Please echo the part of the data below that opens with the line containing "find | flower bouquet" and closes with the last line of the data, reproducing every line unchanged.

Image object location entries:

====

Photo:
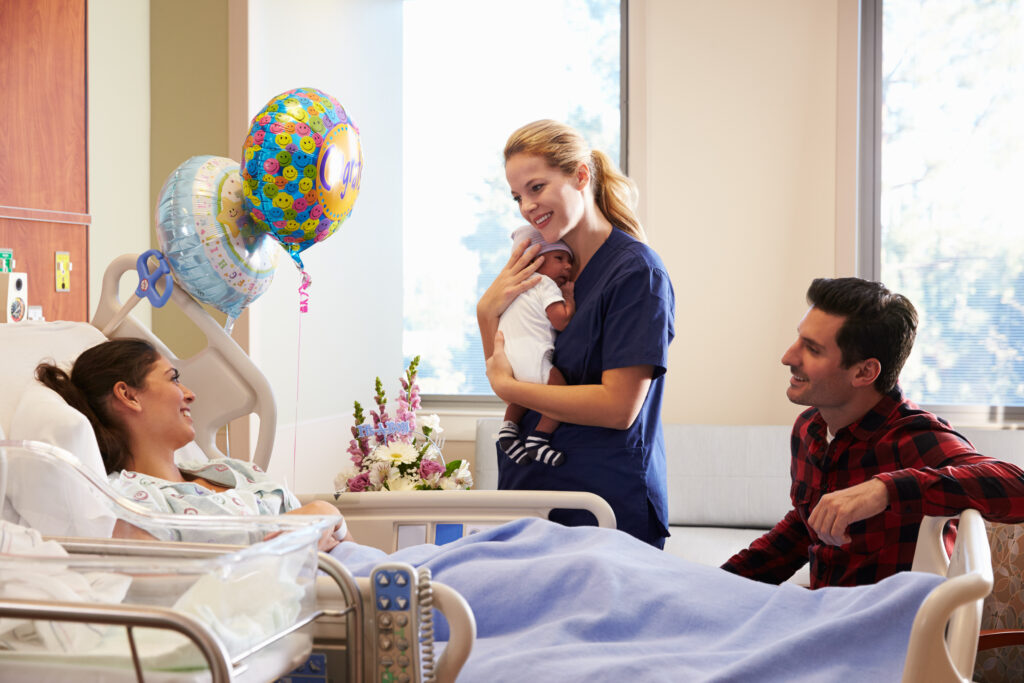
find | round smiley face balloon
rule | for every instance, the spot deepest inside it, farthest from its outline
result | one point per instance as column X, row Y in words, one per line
column 215, row 252
column 301, row 168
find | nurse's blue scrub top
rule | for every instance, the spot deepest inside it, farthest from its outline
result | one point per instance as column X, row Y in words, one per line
column 625, row 316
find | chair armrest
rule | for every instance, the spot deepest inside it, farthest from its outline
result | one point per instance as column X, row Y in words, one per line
column 992, row 638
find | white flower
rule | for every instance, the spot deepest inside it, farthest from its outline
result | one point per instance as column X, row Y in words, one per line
column 462, row 476
column 395, row 454
column 379, row 473
column 433, row 423
column 341, row 480
column 400, row 483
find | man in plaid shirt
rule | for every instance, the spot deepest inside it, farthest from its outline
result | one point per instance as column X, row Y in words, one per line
column 866, row 463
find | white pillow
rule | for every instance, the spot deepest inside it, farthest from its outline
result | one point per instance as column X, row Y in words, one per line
column 26, row 344
column 52, row 500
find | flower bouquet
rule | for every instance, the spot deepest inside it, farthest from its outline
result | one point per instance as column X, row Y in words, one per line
column 399, row 454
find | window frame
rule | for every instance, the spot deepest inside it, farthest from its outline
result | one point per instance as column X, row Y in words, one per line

====

Solved problem
find | flower bouquet
rule | for every instance, the spot deepest inside it, farthest from its outline
result | one point per instance as column X, row Y in words, one per line
column 399, row 454
find | window frame
rule | for every instance, the spot deepest inside it, farthest from its outline
result | one point per instance as column X, row Y in words, one per line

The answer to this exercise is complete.